Another combination of pyrometallurgical and electrochemical methods was proposed in [20] where the process was performed at a much lower temperature between 700 and 850 °C. A liquid bipolar electrode made of aluminum was used as a collector for PGMs and divided the cell into two sections. The first section acted as an electrolysis cell with the MF-AlF₃ (M = Li, K) electrolyte containing spent catalyst, where the catalyst carriers decomposed into aluminum and oxygen while the PGMs were accumulated in aluminum. The second section acted as a refinery cell with the NaCl–KCl–AlF₃ melt, where the dissolution followed by reduction of aluminum at the liquid aluminum cathode took place [21]. The PGM concentration in the bipolar electrode increased with time. The initial tests [20] showed that concentration of Pt in the bipolar electrode was 100 times higher than in the refined aluminum after about 30 h of electrolysis. In this technique, one can obtain an Al–Pt alloy with 10–20 wt.% of Pt, which should be further extracted by known hydrometallurgical methods [22] or by molten salt electrolysis.
▬▬▬▬▬▬
## Short exercise 1
Using the platinum-group metal recovery text, answer:
(a) At what temperature range was the process proposed in [20] carried out?
(b) Which melt was used in the second section?
(c) What platinum content can the resulting Al–Pt alloy have?
## Short exercise 2
Write the next part of the platinum-group metal recovery text, picking up after its last sentence.
The material after this point comes from an unrelated source.

## Supplied data
▬▬▬▬▬▬
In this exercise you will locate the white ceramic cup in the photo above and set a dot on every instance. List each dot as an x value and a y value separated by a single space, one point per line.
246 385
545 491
▬▬▬▬▬▬
## Right answer 1
(a) Between 700 and 850 °C.
(b) NaCl–KCl–AlF₃.
(c) 10–20 wt.% of Pt.

## Right answer 2
Since the electrochemical process seems attractive for zero-waste and energy-efficient recovery of precious metals from spent catalysts, the understanding of aluminum reduction mechanism and kinetics becomes important to provide the recovery with high productivity. The cathode process of aluminum reduction on tungsten as a working electrode was previously studied in the LiF–AlF₃–CaF₂ melt with the addition of various amounts of spent Pt/Al₂O₃ catalyst [10]. The results indicated that the cathodic process had mixed kinetics with the diffusion coefficients of aluminum ions varying in the range (0.36–11.56)∙10^–8 cm²·s^–1, which is extremely low for molten salts. The obtained results indicated that the mechanism of aluminum reduction in the LiF–AlF₃-based melts is not completely understood.

The present work is devoted to enhancing the understanding of the electrochemical behavior of aluminum in the LiF–AlF₃ melt with various compositions in the presence of the spent catalyst at 740–800 °C. The tungsten rod was used as an electrode because the material possesses high chemical stability towards liquid aluminum and the cathode process on tungsten has been widely studied in fluoride and chloride melts [23,24,25,26,27,28].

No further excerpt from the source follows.